Data extracted from a collection:
- - -
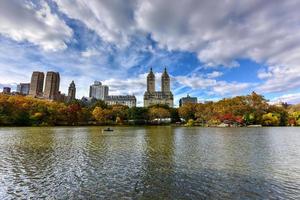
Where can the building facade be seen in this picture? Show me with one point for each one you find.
(52, 86)
(187, 99)
(98, 91)
(164, 97)
(36, 84)
(6, 90)
(126, 100)
(23, 88)
(72, 91)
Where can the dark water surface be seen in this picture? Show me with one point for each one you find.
(150, 163)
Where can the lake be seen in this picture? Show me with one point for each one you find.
(150, 163)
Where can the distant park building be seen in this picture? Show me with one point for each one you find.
(98, 91)
(36, 84)
(126, 100)
(164, 97)
(187, 99)
(6, 90)
(72, 91)
(23, 88)
(52, 86)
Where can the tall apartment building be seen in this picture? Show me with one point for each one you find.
(52, 86)
(164, 97)
(23, 88)
(126, 100)
(72, 91)
(36, 84)
(6, 90)
(98, 91)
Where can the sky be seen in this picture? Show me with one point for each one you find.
(212, 49)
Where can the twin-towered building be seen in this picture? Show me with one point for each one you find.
(163, 97)
(51, 90)
(98, 91)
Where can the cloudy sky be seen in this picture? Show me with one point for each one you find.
(212, 49)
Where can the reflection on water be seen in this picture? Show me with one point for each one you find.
(150, 163)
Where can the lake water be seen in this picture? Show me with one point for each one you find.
(150, 163)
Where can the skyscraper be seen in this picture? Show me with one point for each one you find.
(98, 91)
(72, 91)
(23, 88)
(36, 84)
(165, 96)
(6, 90)
(52, 86)
(165, 82)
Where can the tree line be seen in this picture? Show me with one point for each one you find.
(237, 111)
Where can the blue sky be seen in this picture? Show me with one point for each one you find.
(211, 49)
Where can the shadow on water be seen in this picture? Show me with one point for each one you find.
(149, 163)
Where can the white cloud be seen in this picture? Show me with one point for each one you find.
(214, 74)
(221, 32)
(112, 20)
(287, 98)
(35, 24)
(212, 85)
(89, 53)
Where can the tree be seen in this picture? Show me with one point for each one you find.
(158, 113)
(271, 119)
(187, 111)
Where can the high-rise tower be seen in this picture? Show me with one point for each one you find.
(52, 86)
(36, 84)
(151, 82)
(163, 97)
(165, 82)
(98, 91)
(72, 91)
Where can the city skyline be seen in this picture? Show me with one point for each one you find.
(206, 56)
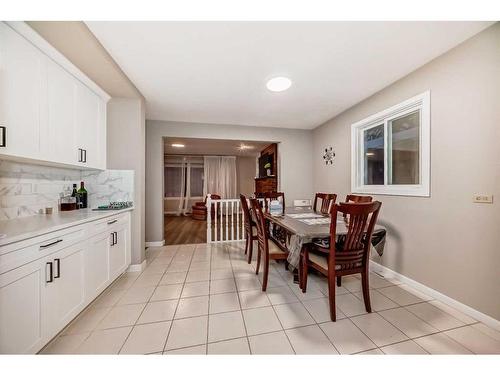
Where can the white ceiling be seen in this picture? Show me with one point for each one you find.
(215, 72)
(200, 146)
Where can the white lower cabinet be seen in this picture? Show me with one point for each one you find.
(40, 297)
(65, 294)
(22, 310)
(118, 260)
(97, 264)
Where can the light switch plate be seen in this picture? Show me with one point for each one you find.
(480, 198)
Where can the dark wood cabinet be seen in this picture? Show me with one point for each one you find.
(266, 184)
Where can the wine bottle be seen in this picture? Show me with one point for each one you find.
(83, 195)
(77, 196)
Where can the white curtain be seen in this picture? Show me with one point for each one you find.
(220, 176)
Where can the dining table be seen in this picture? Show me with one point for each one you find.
(294, 227)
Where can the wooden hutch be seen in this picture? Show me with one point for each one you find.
(267, 182)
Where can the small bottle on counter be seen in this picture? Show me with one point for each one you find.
(76, 196)
(82, 192)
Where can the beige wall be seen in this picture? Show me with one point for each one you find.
(445, 242)
(126, 150)
(246, 172)
(294, 149)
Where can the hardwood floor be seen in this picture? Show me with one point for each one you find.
(181, 230)
(184, 230)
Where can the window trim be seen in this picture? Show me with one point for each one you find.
(420, 102)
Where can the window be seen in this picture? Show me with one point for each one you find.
(173, 179)
(181, 173)
(391, 150)
(196, 180)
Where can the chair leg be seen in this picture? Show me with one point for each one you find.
(250, 249)
(303, 275)
(366, 290)
(266, 274)
(331, 297)
(258, 262)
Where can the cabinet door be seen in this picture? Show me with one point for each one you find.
(22, 80)
(58, 143)
(67, 297)
(88, 119)
(97, 265)
(22, 310)
(118, 253)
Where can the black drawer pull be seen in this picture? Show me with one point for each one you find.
(3, 137)
(57, 261)
(51, 275)
(50, 244)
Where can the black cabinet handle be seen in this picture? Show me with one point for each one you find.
(51, 274)
(50, 244)
(57, 261)
(3, 136)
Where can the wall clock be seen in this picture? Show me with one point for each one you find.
(328, 155)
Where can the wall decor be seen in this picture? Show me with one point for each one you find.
(328, 155)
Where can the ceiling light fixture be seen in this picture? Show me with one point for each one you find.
(278, 84)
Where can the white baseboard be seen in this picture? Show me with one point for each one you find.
(155, 243)
(473, 313)
(137, 267)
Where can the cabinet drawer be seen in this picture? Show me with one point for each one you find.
(109, 223)
(15, 255)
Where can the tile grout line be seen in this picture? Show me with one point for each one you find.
(178, 301)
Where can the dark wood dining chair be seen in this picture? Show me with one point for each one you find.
(326, 201)
(272, 196)
(250, 227)
(351, 257)
(267, 249)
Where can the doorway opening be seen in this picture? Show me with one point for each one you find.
(195, 167)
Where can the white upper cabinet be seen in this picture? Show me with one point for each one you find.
(22, 82)
(58, 142)
(88, 123)
(49, 111)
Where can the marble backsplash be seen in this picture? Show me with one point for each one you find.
(25, 189)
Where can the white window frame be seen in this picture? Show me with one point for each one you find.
(420, 102)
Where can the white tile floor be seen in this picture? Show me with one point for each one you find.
(205, 299)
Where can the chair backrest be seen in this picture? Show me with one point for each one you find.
(272, 196)
(247, 218)
(326, 201)
(354, 249)
(261, 225)
(358, 198)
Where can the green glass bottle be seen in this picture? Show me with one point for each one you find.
(83, 195)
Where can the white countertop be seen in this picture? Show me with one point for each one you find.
(27, 227)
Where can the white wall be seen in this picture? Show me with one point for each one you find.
(294, 149)
(126, 150)
(445, 242)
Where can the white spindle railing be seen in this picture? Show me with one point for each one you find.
(226, 224)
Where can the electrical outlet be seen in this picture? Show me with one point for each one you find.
(478, 198)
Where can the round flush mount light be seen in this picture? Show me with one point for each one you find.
(278, 84)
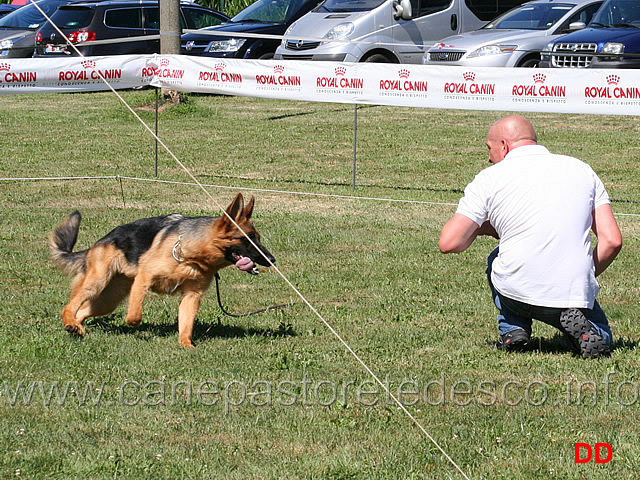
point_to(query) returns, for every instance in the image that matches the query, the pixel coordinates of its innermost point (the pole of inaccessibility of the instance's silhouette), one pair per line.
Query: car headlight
(492, 50)
(286, 34)
(613, 48)
(340, 32)
(229, 45)
(5, 46)
(548, 47)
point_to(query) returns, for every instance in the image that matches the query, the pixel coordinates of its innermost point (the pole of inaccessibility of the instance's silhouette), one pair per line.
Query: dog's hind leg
(189, 305)
(85, 289)
(107, 301)
(139, 290)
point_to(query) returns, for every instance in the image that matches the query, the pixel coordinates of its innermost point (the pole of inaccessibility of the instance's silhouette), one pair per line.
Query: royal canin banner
(592, 91)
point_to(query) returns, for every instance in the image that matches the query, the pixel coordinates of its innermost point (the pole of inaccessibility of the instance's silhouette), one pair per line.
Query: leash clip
(177, 250)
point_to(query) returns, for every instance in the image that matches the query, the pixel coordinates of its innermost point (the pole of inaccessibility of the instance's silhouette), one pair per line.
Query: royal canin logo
(89, 73)
(539, 88)
(612, 90)
(403, 84)
(218, 75)
(278, 78)
(20, 77)
(167, 73)
(539, 78)
(469, 86)
(340, 81)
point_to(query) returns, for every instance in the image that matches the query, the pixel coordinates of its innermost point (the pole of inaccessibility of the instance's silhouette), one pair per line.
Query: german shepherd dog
(167, 254)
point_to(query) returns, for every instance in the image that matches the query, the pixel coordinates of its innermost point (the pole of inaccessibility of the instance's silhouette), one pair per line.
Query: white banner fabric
(591, 91)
- - -
■ EXERCISE OBJECTIVE ■
The entries above are to be printed again word for word, with every picture removed.

■ RESPONSE TO THIS TASK ■
Where can the building facade be seen in this picture? Show me with one point for each one you find.
(52, 86)
(187, 99)
(98, 91)
(164, 97)
(36, 84)
(6, 90)
(126, 100)
(23, 88)
(72, 91)
Where can the dark water surface be seen in this picture? Show me with one point for each one you find.
(150, 163)
Where can the lake be seen in this picture? Show me with one point for each one you find.
(150, 163)
Where can the distant park building be seen in this picture? Show me with one point for each one you find.
(98, 91)
(36, 84)
(126, 100)
(164, 97)
(187, 99)
(6, 90)
(72, 91)
(23, 88)
(52, 86)
Where can the tall apartment building be seen in this picture? Show me with one point for each one you find.
(52, 86)
(164, 97)
(23, 88)
(126, 100)
(72, 91)
(36, 84)
(6, 90)
(98, 91)
Where can the sky be seen in this picture? Show me with one point for each one you find.
(212, 49)
Where can the twin-towered building be seen in this picture? Show me with one point for each one you find.
(163, 97)
(51, 90)
(98, 91)
Where can the cloudy sky be seen in this picture? Show me with one point for each one you find.
(212, 49)
Where can the reflection on water be seen in this picture? Show me with one point for each one you find.
(150, 163)
Where can the lake water be seen in this picture? Show me with one point for each one you find.
(150, 163)
Where can the skyscraper be seen in this picture? Show me with one point for each one you find.
(98, 91)
(72, 91)
(23, 88)
(36, 84)
(165, 96)
(6, 90)
(52, 86)
(165, 82)
Where can the tree line be seen in this picture? Show me with one point for each one you find.
(237, 111)
Where can the blue sky be seen in this picture? Show me with one point for each one you find.
(211, 49)
Where can the shadow on water be seen in this picture? Show me with one point for each one you find.
(149, 163)
Where can the white cloud be seen in this picture? Show me with one point for each one you find.
(214, 74)
(221, 32)
(112, 20)
(287, 98)
(35, 24)
(212, 85)
(89, 53)
Where can the tree be seen in this picture? Show me with one point for each one you find.
(158, 113)
(271, 119)
(187, 111)
Where can the high-rise tower be seen in this picture? Show me with one point for each one you find.
(52, 86)
(36, 84)
(151, 82)
(163, 97)
(165, 82)
(98, 91)
(72, 91)
Where can the city skyline be seen in this picture? Show me with one point for each one you find.
(206, 56)
Where can the white ceiling be seen in this picture? Show me with one point for each one you find.
(215, 72)
(200, 146)
Where can the white lower cabinet be seen in this picture? Show me with one point for each one you find.
(40, 297)
(65, 294)
(22, 310)
(118, 260)
(97, 264)
Where can the light switch plate be seen in this picture? Show me with one point for each one you find.
(480, 198)
Where can the dark wood cabinet be seen in this picture? Show me with one point for each one you find.
(266, 184)
Where can the wine bottle be seen in this picture? Show me with one point for each one you find.
(83, 195)
(77, 196)
Where can the white curtain be seen in this picture? Show me with one point for each one you find.
(220, 176)
Where can the dining table be seen in this picture? Show me with one point for each one you find.
(294, 227)
Where can the wooden hutch be seen in this picture? Show me with one point for each one you find.
(267, 182)
Where can the small bottle on counter be seen in this picture? Show me with one point for each one you find.
(76, 196)
(82, 192)
Where can the beige wall be seen in this picture? Show me with one point for each one you find.
(445, 242)
(126, 150)
(246, 172)
(294, 149)
Where can the hardwood floor be seen in this picture? Show me with one point for each one you find.
(181, 230)
(184, 230)
Where can the window trim be seen in this picture? Show me with one point for each one you find.
(420, 102)
Where can the window be seen in this picture? Show me with one point for each one you find.
(173, 179)
(181, 173)
(391, 150)
(196, 180)
Where can the chair leg be seen in this picture? Show me with one point for each one you find.
(250, 249)
(303, 275)
(366, 290)
(266, 274)
(331, 297)
(258, 262)
Where can the cabinet door be seen in this picture? Show me with one point for each one you find.
(22, 80)
(58, 143)
(67, 297)
(88, 119)
(97, 265)
(22, 310)
(118, 253)
Where can the black drawer pull be seen in this picture? Show me with one point for each one you find.
(3, 137)
(57, 261)
(51, 275)
(50, 244)
Where can the black cabinet handle be seen in this picture? Show me with one point for each one you find.
(51, 274)
(50, 244)
(57, 261)
(3, 136)
Where can the wall clock be seen in this picture? Show me with one point for each one you find.
(328, 155)
Where can the wall decor be seen in this picture? Show me with one point for each one you find.
(328, 155)
Where can the ceiling light fixture be seen in this picture? Show me with one point for each one you find.
(278, 84)
Where can the white baseboard be seen in this picture? Show me with one point for each one you find.
(155, 243)
(473, 313)
(137, 267)
Where can the cabinet drawer be seen in this picture? Show me with one point for each one you find.
(109, 223)
(15, 255)
Where can the tile grout line be seen in this picture? Show me with one point for each one you find.
(178, 301)
Where can the dark wood dining chair be seen in this picture? Show me with one point for each one you find.
(326, 201)
(272, 196)
(250, 227)
(351, 257)
(267, 249)
Where can the doorway opening be seen in this picture? Show me with one point for each one you find.
(195, 167)
Where can the white upper cabinet be seen in this picture? Show me with one point for each one you find.
(22, 82)
(58, 142)
(88, 123)
(49, 111)
Where can the marble backsplash be seen in this picture? Show me with one point for each one you find.
(25, 189)
Where can the white window frame be seen in this picture? Show me with one point for each one you find.
(420, 102)
Where can the white tile floor be seen in this picture? Show me with one point for each one you find.
(205, 299)
Where can the chair backrest be seen in this picture? Show me with one point for each one you find.
(272, 196)
(247, 218)
(326, 201)
(354, 249)
(261, 225)
(358, 198)
Where can the green glass bottle be seen in this picture? Show me with one point for each one you find.
(83, 195)
Where can the white countertop be seen in this picture? Show me with one point for each one you find.
(27, 227)
Where can the white wall be seen in this picture? Show me with one point for each one you find.
(294, 149)
(126, 150)
(445, 242)
Where can the white spindle railing be seen in this picture? Show me with one point for each one you find.
(226, 224)
Where can the electrical outlet be seen in this picture? Show me with one point for each one you find.
(478, 198)
Where can the round flush mount light be seen in this picture? Show me with one point for each one you find.
(278, 84)
point_to(query) returns, for every instance in the image that matches the query, the pixel coordinates of its innermost point (the pole of inaccessibility of the instance's silhouette), one pair per line.
Query: car headlight
(492, 50)
(286, 34)
(613, 48)
(340, 32)
(229, 45)
(5, 46)
(548, 47)
point_to(query) returns, for every instance in the image that matches the query, the pixel coordinates of its innermost point (the pole of inaccessibility of the instance's silhouette), one pair per line.
Query: dog's hind leg
(189, 305)
(85, 289)
(107, 301)
(139, 290)
point_to(query) returns, for every instance in the image that matches the query, the pixel coordinates of its innermost point (the pole of inaccessibility of the instance's silhouette), one pair per line.
Query: royal canin banner
(592, 91)
point_to(query) returns, for every instance in the image that matches the query, the pixel coordinates of its innermost point (the pole of inaccessibility of the instance's silhouette), one pair per line.
Query: leash clip
(177, 250)
point_to(query) returns, for every instance in the image that matches the query, the pixel coordinates of its innermost point (the pole of inaccessibility of the instance's silhouette), one pair per line.
Query: royal canin logo
(89, 73)
(539, 88)
(612, 90)
(403, 84)
(218, 75)
(278, 78)
(20, 77)
(167, 73)
(539, 78)
(469, 86)
(340, 81)
point_to(query) returns, for every instance in the image that matches the query, the pixel coordinates of its innermost point (the pole of inaccessibility of the instance's silhouette), one pair per line.
Query: german shepherd dog
(167, 254)
point_to(query) returns, for every instance in the image that matches the query, the pixel coordinates of its innermost point (the pole of inaccessibility of the instance's silhouette), one pair per line.
Query: white banner fabric
(591, 91)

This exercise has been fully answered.